BEGIN
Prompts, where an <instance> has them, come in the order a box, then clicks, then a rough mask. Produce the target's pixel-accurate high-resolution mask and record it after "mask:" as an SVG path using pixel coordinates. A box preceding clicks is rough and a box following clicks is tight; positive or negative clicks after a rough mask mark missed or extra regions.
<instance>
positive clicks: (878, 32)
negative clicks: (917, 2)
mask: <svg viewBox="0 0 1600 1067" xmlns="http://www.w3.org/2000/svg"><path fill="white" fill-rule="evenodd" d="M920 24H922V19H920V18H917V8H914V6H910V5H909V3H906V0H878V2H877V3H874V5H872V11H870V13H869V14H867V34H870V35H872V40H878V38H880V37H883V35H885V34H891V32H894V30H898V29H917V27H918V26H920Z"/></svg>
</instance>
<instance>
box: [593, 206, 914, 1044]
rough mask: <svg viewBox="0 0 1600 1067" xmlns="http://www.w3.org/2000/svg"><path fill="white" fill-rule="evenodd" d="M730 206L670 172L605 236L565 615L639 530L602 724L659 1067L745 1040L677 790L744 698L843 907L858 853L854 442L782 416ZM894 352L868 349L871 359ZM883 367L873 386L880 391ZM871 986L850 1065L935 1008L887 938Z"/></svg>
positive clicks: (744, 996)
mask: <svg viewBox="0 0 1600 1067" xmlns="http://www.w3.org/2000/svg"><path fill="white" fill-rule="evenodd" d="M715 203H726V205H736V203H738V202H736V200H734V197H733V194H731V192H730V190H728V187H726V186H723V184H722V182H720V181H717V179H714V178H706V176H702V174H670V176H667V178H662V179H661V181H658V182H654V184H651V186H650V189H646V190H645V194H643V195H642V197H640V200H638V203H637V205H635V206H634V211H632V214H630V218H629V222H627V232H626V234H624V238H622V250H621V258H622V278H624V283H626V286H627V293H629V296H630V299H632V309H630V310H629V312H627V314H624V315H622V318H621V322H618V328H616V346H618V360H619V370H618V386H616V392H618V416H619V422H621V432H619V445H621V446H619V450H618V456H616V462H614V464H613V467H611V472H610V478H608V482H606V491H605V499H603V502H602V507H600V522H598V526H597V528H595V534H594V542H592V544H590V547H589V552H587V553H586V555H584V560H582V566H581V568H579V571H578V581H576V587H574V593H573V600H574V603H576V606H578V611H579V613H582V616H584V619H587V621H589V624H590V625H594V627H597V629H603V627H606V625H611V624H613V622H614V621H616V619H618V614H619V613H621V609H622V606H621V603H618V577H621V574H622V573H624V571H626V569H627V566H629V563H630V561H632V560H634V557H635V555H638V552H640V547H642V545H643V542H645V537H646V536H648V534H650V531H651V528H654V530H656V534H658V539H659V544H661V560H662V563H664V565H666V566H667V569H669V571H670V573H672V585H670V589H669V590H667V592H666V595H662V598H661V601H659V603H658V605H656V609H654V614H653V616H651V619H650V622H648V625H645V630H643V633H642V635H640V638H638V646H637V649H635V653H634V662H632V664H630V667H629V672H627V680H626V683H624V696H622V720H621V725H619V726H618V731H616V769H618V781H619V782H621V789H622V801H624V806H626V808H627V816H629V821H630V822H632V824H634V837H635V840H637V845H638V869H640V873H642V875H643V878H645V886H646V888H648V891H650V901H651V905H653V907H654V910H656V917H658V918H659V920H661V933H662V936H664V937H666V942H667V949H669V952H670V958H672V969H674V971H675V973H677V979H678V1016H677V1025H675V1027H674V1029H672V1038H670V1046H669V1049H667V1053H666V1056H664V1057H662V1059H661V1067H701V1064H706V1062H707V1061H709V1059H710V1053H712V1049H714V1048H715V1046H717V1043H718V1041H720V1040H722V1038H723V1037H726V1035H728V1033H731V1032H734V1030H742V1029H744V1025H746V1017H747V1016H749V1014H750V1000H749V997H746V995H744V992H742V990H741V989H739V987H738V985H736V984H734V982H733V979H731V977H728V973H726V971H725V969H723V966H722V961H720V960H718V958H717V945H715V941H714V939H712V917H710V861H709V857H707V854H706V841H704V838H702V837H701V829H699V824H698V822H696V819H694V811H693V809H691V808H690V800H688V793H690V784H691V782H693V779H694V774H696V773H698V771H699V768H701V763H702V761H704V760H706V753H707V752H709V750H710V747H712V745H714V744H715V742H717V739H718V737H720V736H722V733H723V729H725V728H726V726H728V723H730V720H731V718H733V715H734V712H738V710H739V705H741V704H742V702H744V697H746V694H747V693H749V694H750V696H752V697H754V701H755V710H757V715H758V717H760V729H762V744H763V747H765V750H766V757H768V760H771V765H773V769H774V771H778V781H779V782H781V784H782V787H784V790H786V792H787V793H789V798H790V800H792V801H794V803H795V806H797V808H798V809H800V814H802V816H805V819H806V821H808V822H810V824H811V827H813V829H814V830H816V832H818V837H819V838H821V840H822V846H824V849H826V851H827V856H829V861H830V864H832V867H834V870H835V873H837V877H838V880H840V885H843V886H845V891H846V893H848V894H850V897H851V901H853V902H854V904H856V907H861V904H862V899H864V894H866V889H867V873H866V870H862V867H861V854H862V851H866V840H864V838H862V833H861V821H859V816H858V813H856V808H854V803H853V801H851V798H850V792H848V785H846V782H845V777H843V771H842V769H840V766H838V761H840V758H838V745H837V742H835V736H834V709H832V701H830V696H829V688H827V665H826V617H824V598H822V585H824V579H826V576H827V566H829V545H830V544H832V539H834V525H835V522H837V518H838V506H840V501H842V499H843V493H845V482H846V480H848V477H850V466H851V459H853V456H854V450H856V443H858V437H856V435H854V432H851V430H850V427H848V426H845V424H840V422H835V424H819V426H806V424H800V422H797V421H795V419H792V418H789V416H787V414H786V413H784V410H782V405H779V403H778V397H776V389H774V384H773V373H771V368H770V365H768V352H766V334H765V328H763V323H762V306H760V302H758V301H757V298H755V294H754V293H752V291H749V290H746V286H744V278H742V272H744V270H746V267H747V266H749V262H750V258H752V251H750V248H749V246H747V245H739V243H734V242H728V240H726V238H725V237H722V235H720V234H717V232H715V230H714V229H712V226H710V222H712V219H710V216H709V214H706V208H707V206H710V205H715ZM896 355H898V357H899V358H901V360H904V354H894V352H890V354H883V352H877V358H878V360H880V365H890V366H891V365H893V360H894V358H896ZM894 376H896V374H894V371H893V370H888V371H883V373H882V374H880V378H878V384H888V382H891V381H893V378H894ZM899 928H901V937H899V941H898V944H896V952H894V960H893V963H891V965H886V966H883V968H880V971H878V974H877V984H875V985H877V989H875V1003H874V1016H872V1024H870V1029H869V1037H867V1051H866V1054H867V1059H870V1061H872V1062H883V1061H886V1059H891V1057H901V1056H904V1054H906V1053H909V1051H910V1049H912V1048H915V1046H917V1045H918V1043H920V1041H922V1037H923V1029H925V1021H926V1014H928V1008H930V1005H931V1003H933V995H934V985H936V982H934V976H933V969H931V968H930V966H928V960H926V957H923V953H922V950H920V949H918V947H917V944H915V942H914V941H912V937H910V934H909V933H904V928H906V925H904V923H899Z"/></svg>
END
### What you should do
Return every line of the listing above verbatim and unchanged.

### Written solution
Prompts, where an <instance> has them, come in the order a box, then clicks, then a rough mask. Produce the target's pixel-accurate high-resolution mask and record it after "mask:" as an SVG path using pixel coordinates. A box preceding clicks is rough and a box following clicks is tight; positive or negative clicks after a rough mask mark missed or extra regions.
<instance>
positive clicks: (878, 32)
negative clicks: (917, 2)
mask: <svg viewBox="0 0 1600 1067" xmlns="http://www.w3.org/2000/svg"><path fill="white" fill-rule="evenodd" d="M920 24H922V19H920V18H917V8H914V6H910V5H909V3H906V0H878V2H877V3H874V5H872V11H870V13H869V14H867V34H870V35H872V40H878V38H880V37H883V35H885V34H891V32H894V30H898V29H917V27H918V26H920Z"/></svg>
</instance>
<instance>
box: [593, 206, 914, 1044]
rough mask: <svg viewBox="0 0 1600 1067" xmlns="http://www.w3.org/2000/svg"><path fill="white" fill-rule="evenodd" d="M730 206L670 172L605 236L565 615L639 530L602 724L659 1067L745 1040L677 790L744 698L843 907L858 853L854 442L782 416ZM894 352L868 349L871 359ZM883 367L873 386L880 391ZM871 986L850 1065L935 1008L887 938Z"/></svg>
positive clicks: (744, 996)
mask: <svg viewBox="0 0 1600 1067" xmlns="http://www.w3.org/2000/svg"><path fill="white" fill-rule="evenodd" d="M715 203H726V205H736V203H738V202H736V200H734V197H733V194H731V192H730V190H728V187H726V186H723V184H722V182H720V181H717V179H714V178H706V176H702V174H670V176H667V178H662V179H661V181H658V182H654V184H651V186H650V189H646V190H645V194H643V195H642V197H640V200H638V203H637V205H635V206H634V211H632V214H630V218H629V222H627V232H626V234H624V238H622V250H621V258H622V278H624V283H626V286H627V293H629V296H630V299H632V309H630V310H629V312H627V314H624V315H622V318H621V322H618V328H616V346H618V360H619V370H618V386H616V392H618V416H619V422H621V432H619V445H621V446H619V450H618V456H616V462H614V464H613V467H611V472H610V478H608V482H606V491H605V499H603V502H602V507H600V522H598V526H597V528H595V534H594V542H592V544H590V547H589V552H587V553H586V555H584V560H582V566H581V568H579V571H578V581H576V587H574V593H573V600H574V603H576V606H578V611H579V613H582V616H584V619H587V621H589V624H590V625H594V627H597V629H603V627H606V625H611V624H613V622H614V621H616V619H618V614H619V613H621V609H622V606H621V603H618V577H621V574H622V573H624V571H626V569H627V566H629V563H630V561H632V560H634V557H635V555H638V552H640V547H642V545H643V542H645V537H646V536H648V534H650V531H651V528H654V530H656V534H658V539H659V544H661V560H662V563H664V565H666V566H667V569H669V571H670V573H672V585H670V589H669V590H667V592H666V595H662V598H661V601H659V603H658V605H656V609H654V614H653V616H651V619H650V622H648V625H645V630H643V633H642V635H640V638H638V646H637V649H635V653H634V662H632V664H630V667H629V672H627V680H626V683H624V696H622V720H621V725H619V726H618V731H616V769H618V781H619V782H621V789H622V801H624V806H626V808H627V816H629V821H630V822H632V824H634V837H635V840H637V845H638V869H640V873H642V875H643V878H645V886H646V888H648V891H650V901H651V905H653V907H654V910H656V917H658V918H659V920H661V933H662V936H664V937H666V942H667V949H669V952H670V958H672V969H674V971H675V973H677V979H678V1016H677V1025H675V1027H674V1029H672V1038H670V1046H669V1049H667V1053H666V1056H664V1057H662V1059H661V1067H701V1064H706V1062H707V1061H709V1059H710V1053H712V1049H714V1048H715V1046H717V1043H718V1041H720V1040H722V1038H723V1037H726V1035H728V1033H731V1032H734V1030H742V1029H744V1025H746V1017H747V1016H749V1014H750V1000H749V997H746V995H744V992H742V990H741V989H739V987H738V985H736V984H734V982H733V979H731V977H728V973H726V971H725V969H723V966H722V961H720V960H718V958H717V945H715V941H714V939H712V917H710V861H709V857H707V854H706V841H704V838H702V837H701V829H699V824H698V822H696V819H694V811H693V809H691V808H690V800H688V793H690V784H691V782H693V779H694V774H696V773H698V771H699V768H701V763H702V761H704V760H706V753H707V752H709V750H710V747H712V745H714V744H715V742H717V739H718V737H720V736H722V733H723V729H725V728H726V726H728V723H730V720H731V718H733V715H734V712H738V710H739V705H741V704H742V702H744V697H746V694H747V693H749V694H750V696H752V697H754V701H755V710H757V715H758V717H760V729H762V744H763V747H765V750H766V757H768V760H771V765H773V769H774V771H778V781H779V782H781V784H782V787H784V790H786V792H787V793H789V798H790V800H792V801H794V803H795V806H797V808H798V809H800V814H802V816H805V819H806V821H808V822H810V824H811V827H813V829H814V830H816V832H818V837H819V838H821V840H822V846H824V849H826V851H827V856H829V861H830V864H832V867H834V870H835V873H837V877H838V880H840V885H843V886H845V891H846V893H848V894H850V897H851V901H853V902H854V904H856V907H861V904H862V899H864V894H866V889H867V873H866V870H862V867H861V854H862V851H866V840H864V838H862V833H861V821H859V816H858V813H856V808H854V803H853V801H851V798H850V792H848V785H846V782H845V777H843V771H842V769H840V766H838V761H840V758H838V745H837V742H835V736H834V709H832V701H830V696H829V688H827V665H826V617H824V598H822V585H824V579H826V576H827V566H829V545H830V544H832V539H834V525H835V522H837V518H838V506H840V501H842V499H843V493H845V482H846V480H848V477H850V466H851V459H853V456H854V450H856V443H858V437H856V435H854V432H851V430H850V427H848V426H845V424H840V422H835V424H819V426H806V424H800V422H797V421H795V419H792V418H789V416H787V414H786V413H784V410H782V405H779V403H778V397H776V389H774V384H773V373H771V368H770V365H768V352H766V334H765V328H763V323H762V306H760V302H758V301H757V298H755V294H754V293H752V291H749V290H746V286H744V278H742V272H744V270H746V267H747V266H749V262H750V258H752V251H750V248H749V246H747V245H739V243H734V242H728V240H726V238H725V237H722V235H720V234H717V232H715V230H714V229H712V226H710V222H712V219H710V216H709V214H706V208H707V206H710V205H715ZM896 355H898V357H899V358H901V360H904V354H894V352H890V354H883V352H877V358H878V360H880V365H890V366H891V365H893V360H894V358H896ZM894 376H896V374H894V371H893V370H888V371H883V373H882V374H880V378H878V384H888V382H891V381H893V378H894ZM899 928H901V937H899V941H898V944H896V952H894V960H893V963H891V965H886V966H883V968H880V971H878V974H877V984H875V985H877V989H875V1003H874V1016H872V1024H870V1029H869V1037H867V1051H866V1054H867V1059H870V1061H872V1062H883V1061H886V1059H891V1057H901V1056H904V1054H906V1053H909V1051H910V1049H912V1048H915V1046H917V1045H918V1043H920V1041H922V1037H923V1029H925V1021H926V1014H928V1008H930V1005H931V1003H933V995H934V985H936V982H934V976H933V969H931V968H930V966H928V960H926V957H923V953H922V950H920V949H918V947H917V944H915V942H914V941H912V937H910V934H909V933H904V928H906V925H904V923H899Z"/></svg>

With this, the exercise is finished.